** START INPUT FOR THIS TASK **
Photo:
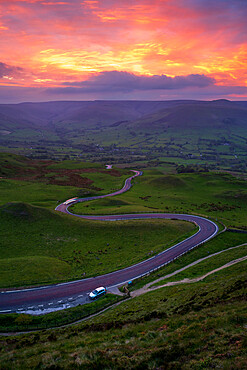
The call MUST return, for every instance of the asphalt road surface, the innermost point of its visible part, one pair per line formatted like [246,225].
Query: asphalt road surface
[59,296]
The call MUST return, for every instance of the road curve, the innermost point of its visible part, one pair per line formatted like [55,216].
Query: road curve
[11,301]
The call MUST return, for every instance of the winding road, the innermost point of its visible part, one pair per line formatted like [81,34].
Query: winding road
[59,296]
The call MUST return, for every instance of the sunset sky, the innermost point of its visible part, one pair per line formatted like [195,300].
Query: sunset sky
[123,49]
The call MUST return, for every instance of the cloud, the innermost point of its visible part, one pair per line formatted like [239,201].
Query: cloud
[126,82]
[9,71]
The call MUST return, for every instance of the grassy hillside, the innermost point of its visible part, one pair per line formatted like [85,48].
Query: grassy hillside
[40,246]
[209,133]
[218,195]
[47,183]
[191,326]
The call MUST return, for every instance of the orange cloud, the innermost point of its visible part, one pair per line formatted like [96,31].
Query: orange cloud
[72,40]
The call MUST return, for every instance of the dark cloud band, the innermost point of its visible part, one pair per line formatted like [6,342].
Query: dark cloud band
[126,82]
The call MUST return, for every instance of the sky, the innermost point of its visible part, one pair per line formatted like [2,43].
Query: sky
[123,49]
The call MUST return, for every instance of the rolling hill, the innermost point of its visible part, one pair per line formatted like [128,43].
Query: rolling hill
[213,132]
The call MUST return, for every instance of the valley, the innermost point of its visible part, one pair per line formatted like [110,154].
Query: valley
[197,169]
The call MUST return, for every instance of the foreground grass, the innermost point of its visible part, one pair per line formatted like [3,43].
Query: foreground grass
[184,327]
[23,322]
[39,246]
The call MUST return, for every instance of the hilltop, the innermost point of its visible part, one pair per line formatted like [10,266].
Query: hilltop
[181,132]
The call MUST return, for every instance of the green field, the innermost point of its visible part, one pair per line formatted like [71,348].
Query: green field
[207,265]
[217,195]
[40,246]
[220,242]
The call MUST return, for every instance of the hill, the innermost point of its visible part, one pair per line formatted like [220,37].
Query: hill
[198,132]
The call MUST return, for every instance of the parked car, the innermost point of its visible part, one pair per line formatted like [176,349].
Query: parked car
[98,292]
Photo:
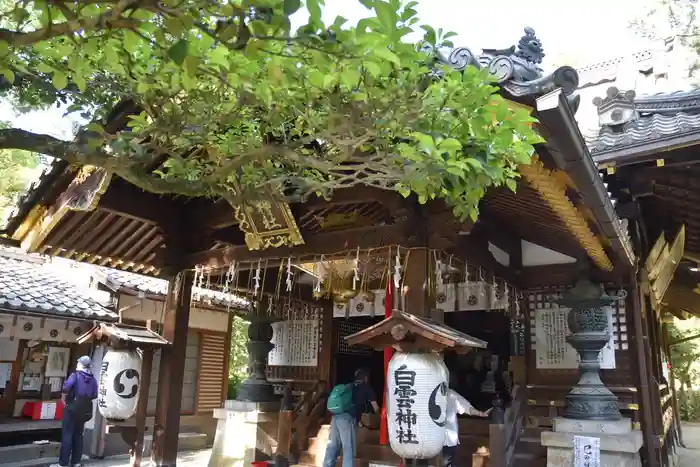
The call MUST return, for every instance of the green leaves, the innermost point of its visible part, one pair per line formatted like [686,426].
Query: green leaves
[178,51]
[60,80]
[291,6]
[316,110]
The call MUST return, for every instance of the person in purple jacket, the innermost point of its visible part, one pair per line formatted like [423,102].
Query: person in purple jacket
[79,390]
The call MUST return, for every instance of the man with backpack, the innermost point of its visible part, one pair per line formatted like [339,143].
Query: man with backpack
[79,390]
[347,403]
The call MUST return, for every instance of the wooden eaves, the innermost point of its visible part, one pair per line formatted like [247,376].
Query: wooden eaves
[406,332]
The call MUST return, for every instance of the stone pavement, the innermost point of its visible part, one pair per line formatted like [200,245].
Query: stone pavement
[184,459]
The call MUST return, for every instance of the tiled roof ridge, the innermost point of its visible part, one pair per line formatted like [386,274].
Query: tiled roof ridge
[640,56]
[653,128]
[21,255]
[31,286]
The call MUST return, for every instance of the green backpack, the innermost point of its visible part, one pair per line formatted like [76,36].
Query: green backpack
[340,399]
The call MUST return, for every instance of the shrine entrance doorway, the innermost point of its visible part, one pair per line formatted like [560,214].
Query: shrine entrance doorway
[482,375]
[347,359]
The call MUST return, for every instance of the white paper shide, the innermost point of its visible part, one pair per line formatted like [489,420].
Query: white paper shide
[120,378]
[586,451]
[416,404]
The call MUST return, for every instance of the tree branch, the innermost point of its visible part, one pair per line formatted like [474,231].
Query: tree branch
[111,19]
** END INPUT FOR THIS TASK **
** START INPUT FOR THIS TASK **
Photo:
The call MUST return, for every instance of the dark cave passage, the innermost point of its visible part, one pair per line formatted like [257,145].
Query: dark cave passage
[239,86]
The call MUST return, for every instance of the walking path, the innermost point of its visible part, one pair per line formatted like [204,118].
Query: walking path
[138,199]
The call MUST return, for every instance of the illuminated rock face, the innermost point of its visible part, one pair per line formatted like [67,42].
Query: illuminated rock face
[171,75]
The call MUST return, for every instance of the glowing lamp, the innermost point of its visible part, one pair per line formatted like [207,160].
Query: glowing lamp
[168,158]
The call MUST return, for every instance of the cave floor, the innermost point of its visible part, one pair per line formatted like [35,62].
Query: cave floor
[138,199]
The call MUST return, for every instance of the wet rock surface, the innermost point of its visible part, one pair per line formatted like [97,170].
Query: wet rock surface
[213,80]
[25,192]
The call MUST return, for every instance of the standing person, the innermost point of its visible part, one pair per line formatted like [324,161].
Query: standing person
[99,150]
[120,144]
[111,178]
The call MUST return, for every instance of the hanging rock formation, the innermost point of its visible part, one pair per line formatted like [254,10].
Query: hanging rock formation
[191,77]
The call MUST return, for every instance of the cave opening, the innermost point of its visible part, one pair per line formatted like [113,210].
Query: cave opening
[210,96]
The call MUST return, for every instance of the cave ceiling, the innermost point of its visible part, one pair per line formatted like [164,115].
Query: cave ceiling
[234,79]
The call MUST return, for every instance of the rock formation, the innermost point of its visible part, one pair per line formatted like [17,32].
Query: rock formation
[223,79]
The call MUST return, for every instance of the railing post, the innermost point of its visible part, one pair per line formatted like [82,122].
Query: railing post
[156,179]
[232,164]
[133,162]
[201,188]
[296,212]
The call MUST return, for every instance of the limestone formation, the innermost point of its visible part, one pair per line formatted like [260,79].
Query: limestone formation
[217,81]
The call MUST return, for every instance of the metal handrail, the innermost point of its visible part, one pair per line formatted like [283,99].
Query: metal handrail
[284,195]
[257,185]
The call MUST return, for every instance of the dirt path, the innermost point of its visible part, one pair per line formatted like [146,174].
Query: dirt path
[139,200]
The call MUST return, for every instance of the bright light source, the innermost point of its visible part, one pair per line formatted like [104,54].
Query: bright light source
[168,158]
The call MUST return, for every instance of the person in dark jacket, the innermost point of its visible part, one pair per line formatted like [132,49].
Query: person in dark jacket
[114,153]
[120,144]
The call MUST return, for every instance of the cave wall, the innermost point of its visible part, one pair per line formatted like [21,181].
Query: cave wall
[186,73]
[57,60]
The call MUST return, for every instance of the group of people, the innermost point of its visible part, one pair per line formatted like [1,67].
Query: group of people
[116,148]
** END INPUT FOR THIS TASK **
** START INPUT FOR THIS TASK **
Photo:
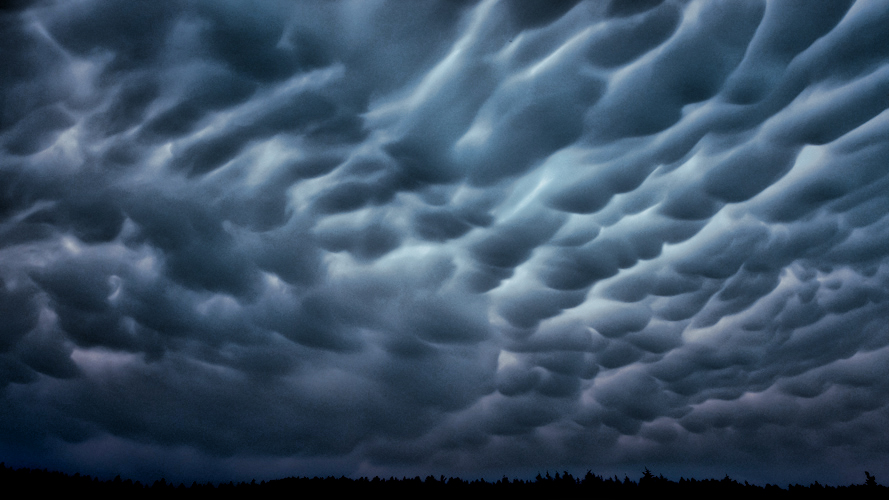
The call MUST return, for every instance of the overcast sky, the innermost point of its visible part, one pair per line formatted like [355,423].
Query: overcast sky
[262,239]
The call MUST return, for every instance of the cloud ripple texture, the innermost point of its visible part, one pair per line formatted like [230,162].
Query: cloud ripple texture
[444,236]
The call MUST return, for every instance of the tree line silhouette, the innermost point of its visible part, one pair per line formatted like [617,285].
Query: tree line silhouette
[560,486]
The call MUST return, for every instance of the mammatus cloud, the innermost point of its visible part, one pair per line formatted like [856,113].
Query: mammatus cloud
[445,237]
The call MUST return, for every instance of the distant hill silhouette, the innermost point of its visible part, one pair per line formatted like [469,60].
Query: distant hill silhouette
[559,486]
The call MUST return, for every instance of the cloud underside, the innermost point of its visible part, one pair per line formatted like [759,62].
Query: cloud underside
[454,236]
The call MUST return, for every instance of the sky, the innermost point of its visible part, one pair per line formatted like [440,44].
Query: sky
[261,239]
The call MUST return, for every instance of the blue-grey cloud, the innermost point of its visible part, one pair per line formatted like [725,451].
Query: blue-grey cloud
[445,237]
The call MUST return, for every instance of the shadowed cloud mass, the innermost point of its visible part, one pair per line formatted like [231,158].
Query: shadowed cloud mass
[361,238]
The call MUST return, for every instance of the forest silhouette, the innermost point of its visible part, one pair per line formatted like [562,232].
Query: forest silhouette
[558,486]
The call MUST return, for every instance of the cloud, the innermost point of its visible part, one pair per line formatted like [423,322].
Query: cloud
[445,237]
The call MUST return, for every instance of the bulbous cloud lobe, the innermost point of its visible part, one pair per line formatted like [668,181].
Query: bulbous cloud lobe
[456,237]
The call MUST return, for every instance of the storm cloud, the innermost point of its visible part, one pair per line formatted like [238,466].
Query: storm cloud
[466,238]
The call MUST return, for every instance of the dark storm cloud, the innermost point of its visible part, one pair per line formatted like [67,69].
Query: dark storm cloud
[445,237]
** END INPUT FOR THIS TASK **
_STATED GOAL:_ Show each line from the entries above that contains the string "parked", copied in full.

_OUTPUT FOR THIS EXERCISE:_
The call MUST return, for every instance of the parked car, the innermost point of its visible part, one pair per line formatted like [176,349].
Query: parked car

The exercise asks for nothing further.